WORK REQUIRED - Gather every line in the entries below that contains the string "given", and copy each one.

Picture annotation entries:
BEGIN

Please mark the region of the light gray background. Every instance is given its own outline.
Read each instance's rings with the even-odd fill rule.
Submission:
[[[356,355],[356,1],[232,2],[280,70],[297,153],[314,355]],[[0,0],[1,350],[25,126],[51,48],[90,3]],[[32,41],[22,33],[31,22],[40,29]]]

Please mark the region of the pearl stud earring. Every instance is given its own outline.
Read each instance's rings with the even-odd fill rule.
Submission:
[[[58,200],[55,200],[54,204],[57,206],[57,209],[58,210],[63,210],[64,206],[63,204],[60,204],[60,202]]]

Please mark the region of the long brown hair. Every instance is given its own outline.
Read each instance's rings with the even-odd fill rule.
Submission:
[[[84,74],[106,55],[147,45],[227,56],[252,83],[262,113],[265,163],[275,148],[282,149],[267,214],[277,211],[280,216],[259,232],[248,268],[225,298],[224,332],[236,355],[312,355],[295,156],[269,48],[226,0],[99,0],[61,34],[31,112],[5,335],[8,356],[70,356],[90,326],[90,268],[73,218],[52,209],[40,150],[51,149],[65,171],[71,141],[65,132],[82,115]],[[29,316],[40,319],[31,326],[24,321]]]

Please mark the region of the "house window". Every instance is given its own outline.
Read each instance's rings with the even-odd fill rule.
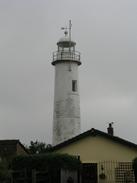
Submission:
[[[72,80],[72,91],[73,92],[77,91],[77,80]]]

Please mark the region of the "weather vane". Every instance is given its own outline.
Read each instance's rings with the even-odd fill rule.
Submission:
[[[71,27],[72,27],[71,20],[69,20],[69,27],[61,27],[61,30],[65,30],[64,31],[65,36],[67,36],[68,33],[69,33],[69,39],[70,40],[71,40]]]

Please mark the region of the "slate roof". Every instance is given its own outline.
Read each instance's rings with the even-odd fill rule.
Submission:
[[[63,148],[65,146],[69,145],[69,144],[72,144],[72,143],[74,143],[76,141],[84,139],[85,137],[88,137],[88,136],[92,136],[92,137],[94,137],[94,136],[102,136],[102,137],[107,138],[109,140],[112,140],[112,141],[114,141],[116,143],[125,145],[125,146],[130,147],[130,148],[137,149],[137,144],[134,144],[134,143],[129,142],[127,140],[124,140],[124,139],[122,139],[120,137],[112,136],[112,135],[109,135],[108,133],[105,133],[105,132],[102,132],[100,130],[92,128],[92,129],[90,129],[90,130],[88,130],[88,131],[86,131],[84,133],[81,133],[80,135],[77,135],[77,136],[75,136],[75,137],[73,137],[73,138],[71,138],[69,140],[66,140],[66,141],[64,141],[64,142],[62,142],[60,144],[57,144],[57,145],[53,146],[52,151],[58,150],[60,148]]]

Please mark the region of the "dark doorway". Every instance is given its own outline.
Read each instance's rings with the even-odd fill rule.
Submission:
[[[82,183],[97,183],[97,163],[82,164]]]

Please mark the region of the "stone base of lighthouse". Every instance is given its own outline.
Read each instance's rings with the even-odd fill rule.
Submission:
[[[78,65],[71,61],[57,63],[55,67],[53,144],[61,143],[79,133]]]

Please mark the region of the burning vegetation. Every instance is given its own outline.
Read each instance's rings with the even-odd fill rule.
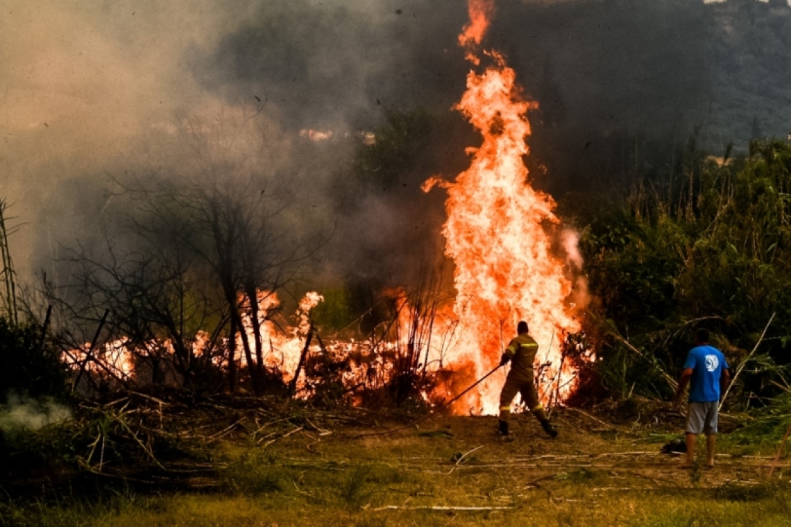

END

PROBLEM SOLUTION -
Please mark the region of the light gray background. Every instance is given its own outline.
Please mark the region of the pearl stud earring. Every instance is given its own outline.
Please mark the region of the long brown hair. Every instance is given its own outline.
Please mark the region of the "house window". Every instance is given its own outline.
Please mark the region of the "weather vane". Every instance is given its own outline.
Please mark the region of the "slate roof". Every instance is given its own outline.
Please mark the region of the "dark doorway". Every instance is given its own outline.
Please mark the region of the "stone base of lighthouse". Every instance is given its own outline.
Please mark the region of the burning vegetation. Every instance is given its own outline.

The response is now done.